:: WORKING DATA ::
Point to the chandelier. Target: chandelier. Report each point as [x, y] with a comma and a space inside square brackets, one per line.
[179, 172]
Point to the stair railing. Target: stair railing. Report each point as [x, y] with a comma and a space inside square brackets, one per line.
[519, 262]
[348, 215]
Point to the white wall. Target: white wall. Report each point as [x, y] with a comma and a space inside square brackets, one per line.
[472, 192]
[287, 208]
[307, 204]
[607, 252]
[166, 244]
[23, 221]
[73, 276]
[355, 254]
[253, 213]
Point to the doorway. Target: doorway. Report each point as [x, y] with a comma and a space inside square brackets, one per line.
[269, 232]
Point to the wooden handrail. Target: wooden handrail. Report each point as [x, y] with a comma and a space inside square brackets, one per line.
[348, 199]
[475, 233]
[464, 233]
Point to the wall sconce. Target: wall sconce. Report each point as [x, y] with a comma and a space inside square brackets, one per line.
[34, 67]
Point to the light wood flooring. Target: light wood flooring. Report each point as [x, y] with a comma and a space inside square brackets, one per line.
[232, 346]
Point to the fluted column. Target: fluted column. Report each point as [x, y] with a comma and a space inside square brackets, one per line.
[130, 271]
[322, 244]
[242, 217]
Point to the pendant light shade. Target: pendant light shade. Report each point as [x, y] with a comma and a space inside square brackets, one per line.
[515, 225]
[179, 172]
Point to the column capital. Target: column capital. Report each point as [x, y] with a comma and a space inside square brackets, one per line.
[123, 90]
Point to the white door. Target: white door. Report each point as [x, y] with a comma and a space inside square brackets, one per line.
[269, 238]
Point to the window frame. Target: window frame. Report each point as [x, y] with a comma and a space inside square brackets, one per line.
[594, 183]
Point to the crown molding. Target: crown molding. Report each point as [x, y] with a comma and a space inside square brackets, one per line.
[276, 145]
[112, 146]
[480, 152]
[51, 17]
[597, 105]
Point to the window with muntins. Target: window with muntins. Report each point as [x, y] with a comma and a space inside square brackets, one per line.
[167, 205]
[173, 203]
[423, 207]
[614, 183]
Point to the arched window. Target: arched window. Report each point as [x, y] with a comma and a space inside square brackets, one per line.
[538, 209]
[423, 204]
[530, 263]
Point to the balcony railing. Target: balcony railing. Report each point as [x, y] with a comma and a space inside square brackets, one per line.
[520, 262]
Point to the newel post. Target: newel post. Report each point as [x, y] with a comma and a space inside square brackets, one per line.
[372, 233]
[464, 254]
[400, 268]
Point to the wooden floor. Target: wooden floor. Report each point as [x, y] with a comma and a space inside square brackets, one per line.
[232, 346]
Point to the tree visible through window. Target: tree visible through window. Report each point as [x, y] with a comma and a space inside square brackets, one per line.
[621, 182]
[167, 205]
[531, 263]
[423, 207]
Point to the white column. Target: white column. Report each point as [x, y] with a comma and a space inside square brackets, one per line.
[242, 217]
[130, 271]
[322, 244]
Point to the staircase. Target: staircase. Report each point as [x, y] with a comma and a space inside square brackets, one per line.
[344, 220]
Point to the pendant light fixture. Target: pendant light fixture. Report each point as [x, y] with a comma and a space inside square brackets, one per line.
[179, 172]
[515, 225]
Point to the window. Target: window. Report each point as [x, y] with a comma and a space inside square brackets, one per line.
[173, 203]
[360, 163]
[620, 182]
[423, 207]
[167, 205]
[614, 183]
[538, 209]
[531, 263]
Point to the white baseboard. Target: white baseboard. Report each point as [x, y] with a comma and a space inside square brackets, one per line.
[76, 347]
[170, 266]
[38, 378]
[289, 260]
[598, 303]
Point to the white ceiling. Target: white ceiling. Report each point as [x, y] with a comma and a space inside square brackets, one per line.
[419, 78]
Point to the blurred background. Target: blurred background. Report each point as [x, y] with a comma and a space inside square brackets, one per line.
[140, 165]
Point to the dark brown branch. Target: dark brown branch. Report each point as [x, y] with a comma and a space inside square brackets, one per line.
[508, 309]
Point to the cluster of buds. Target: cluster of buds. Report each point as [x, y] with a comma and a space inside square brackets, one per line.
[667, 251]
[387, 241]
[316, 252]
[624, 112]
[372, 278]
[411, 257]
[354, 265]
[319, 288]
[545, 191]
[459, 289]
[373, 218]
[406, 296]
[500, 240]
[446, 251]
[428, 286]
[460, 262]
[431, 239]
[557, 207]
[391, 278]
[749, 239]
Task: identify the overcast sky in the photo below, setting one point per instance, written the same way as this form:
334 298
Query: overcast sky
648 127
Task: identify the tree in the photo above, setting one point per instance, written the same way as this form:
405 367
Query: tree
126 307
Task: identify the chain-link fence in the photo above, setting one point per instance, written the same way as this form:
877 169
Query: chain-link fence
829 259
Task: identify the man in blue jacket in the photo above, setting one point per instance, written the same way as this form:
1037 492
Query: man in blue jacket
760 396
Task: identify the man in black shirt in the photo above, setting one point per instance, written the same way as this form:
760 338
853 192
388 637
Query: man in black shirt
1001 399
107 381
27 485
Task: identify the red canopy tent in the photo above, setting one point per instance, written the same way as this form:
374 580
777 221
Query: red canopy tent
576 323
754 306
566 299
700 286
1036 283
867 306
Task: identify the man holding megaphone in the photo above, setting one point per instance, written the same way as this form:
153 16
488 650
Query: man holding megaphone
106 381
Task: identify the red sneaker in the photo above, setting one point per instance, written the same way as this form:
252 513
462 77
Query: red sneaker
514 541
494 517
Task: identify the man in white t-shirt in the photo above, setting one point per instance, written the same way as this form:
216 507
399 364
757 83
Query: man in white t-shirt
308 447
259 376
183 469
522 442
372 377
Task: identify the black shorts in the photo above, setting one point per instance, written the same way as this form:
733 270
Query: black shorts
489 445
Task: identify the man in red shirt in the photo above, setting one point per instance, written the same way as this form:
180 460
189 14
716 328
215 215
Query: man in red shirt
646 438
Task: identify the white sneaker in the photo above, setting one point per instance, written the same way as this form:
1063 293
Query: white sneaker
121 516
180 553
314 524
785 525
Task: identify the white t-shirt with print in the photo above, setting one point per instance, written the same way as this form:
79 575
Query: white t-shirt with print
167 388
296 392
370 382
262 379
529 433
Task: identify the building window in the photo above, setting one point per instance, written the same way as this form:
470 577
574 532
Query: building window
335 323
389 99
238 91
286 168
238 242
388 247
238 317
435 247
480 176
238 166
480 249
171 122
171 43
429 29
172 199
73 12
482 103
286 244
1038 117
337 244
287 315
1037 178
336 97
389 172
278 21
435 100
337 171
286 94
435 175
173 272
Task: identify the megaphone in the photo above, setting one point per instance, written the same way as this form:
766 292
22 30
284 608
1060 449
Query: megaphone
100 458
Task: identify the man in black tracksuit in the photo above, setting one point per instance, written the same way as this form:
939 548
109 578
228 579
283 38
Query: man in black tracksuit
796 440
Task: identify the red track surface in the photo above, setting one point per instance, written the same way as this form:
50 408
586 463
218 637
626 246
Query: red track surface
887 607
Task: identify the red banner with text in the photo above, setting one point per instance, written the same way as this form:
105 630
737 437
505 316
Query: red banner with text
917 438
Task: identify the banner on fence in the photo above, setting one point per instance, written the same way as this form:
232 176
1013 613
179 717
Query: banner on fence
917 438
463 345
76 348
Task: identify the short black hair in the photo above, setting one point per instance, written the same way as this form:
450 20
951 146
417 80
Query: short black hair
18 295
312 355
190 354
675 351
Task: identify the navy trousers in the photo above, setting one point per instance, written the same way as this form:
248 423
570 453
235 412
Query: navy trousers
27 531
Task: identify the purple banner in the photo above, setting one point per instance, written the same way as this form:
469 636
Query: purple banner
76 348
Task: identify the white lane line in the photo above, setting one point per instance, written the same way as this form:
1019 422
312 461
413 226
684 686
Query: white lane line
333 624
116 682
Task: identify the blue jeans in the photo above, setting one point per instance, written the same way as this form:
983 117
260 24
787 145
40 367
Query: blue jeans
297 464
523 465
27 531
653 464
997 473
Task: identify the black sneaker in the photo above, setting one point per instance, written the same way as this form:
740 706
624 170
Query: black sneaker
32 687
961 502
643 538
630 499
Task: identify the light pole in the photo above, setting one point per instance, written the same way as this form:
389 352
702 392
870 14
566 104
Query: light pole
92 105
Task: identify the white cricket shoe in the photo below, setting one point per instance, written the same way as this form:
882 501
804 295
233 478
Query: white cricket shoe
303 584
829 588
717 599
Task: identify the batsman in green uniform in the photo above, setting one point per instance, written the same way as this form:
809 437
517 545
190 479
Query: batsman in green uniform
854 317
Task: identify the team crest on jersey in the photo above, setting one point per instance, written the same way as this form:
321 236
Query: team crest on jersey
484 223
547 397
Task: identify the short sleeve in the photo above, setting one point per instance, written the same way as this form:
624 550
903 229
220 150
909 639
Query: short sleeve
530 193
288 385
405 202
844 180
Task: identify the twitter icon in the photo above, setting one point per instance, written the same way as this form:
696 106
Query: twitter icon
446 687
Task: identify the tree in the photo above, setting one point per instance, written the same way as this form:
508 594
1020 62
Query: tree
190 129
:::
* **WHAT YOU SHOULD DO**:
Rewrite the material from the line containing "Task: identify the purple" through the end of the material, both ends included. Keep every request and its sample numbers unchanged, but add 31 to each number in the answer coordinates.

* **RESULT FOR THIS TASK**:
Task: identify the purple banner in the photo above, setting one point per instance, written the same way as this form:
469 636
Query: purple banner
107 379
Task: identify the white lane line in the photo above, setting one point per instance, written the same way as this form:
1019 422
312 461
413 226
684 686
Query: white lane line
364 655
147 713
Task: identify the blue jeans in the photo above, setting one point per instance, written the same way as this form:
983 117
260 24
787 145
40 367
Query: blue jeans
328 495
554 496
58 562
684 495
1028 504
Task: identify the black sneaker in the photo above, setting one point per instance, written the same way as this form:
740 706
624 170
Query: black sneaker
63 718
992 533
674 569
661 530
Task: identify the light pole in the photo above, setting one point per instance, written the same way as this form:
389 352
702 392
870 14
566 104
Query: light pole
123 136
Task: identify the white cricket shoe in the photo below, setting one point per instance, written the same way as this form:
882 501
804 295
233 478
Query: white cricket shoe
334 615
860 619
748 630
Task: identify the batsman in green uniform in the photo above, setting one point per instance, written the same way as this form:
809 437
517 545
190 479
Query: batsman in green uniform
885 348
Task: identify the team crest on jersey in the photo above, setting one point per instance, written the same way as this form:
321 236
Query: team crest on jersey
515 254
578 428
Task: identify the short sleeve in the photo above, setting one point per instance, written the same way as this form:
624 550
903 229
220 150
909 639
Query: short sleeve
561 224
319 416
436 233
875 211
Task: identify the twitter icon in the photo above, setting one point per instance, written the same way as this form:
696 106
Query: twitter icon
477 718
Task: identify the tree in the photo above, setting one point per instance, written the same way as this form:
508 594
1020 62
Query: tree
221 160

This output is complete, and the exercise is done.